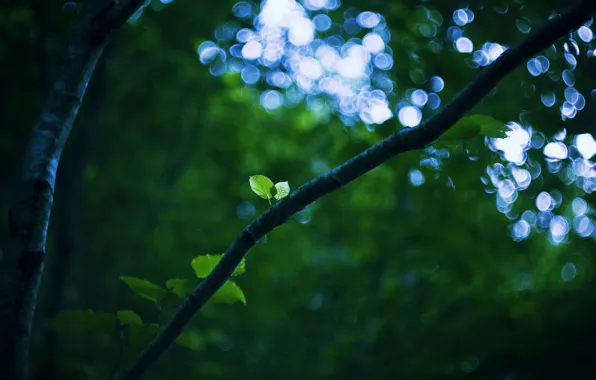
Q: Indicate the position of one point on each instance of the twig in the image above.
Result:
(407, 139)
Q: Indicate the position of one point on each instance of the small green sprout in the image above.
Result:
(264, 188)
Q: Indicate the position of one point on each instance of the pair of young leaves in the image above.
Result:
(472, 126)
(264, 188)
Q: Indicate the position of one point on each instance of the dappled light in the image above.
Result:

···

◆ **What is expected**:
Write out the data again word for word, minus any images.

◆ **Solution for this task**:
Q: Indicate the position of one point on each instance of the twig in the image above.
Result:
(407, 139)
Q: Indicate the position of one point on each instance of the small green sprout in the image above.
Result:
(264, 188)
Q: Indicate the position of one point on each instance of the pair of young leaves in the image above.
Result:
(472, 126)
(264, 188)
Q: Indicate the position of one point on each instance of the dappled light in the image above.
Result:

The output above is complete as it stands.